| GIVEN DATA |

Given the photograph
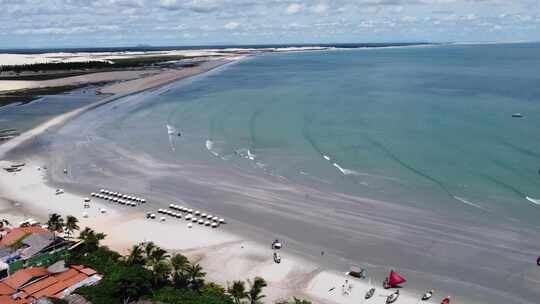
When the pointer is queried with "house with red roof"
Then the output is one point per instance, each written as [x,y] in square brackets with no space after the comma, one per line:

* * *

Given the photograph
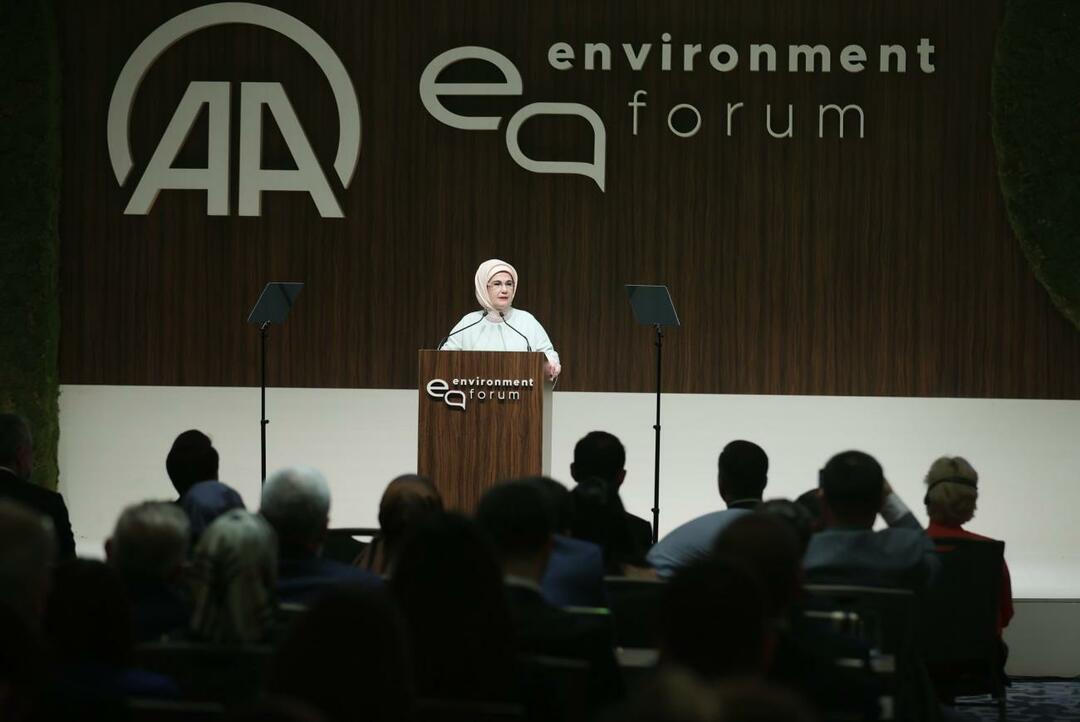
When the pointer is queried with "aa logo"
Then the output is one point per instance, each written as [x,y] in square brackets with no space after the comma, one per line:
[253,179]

| EXERCISE AIM |
Only the lines above that include the word "pointer" belong in the answer; copy each one.

| TASK RESPONSE |
When the pointer is queried with "house with red roof"
When the pointer is queried with "aa logo"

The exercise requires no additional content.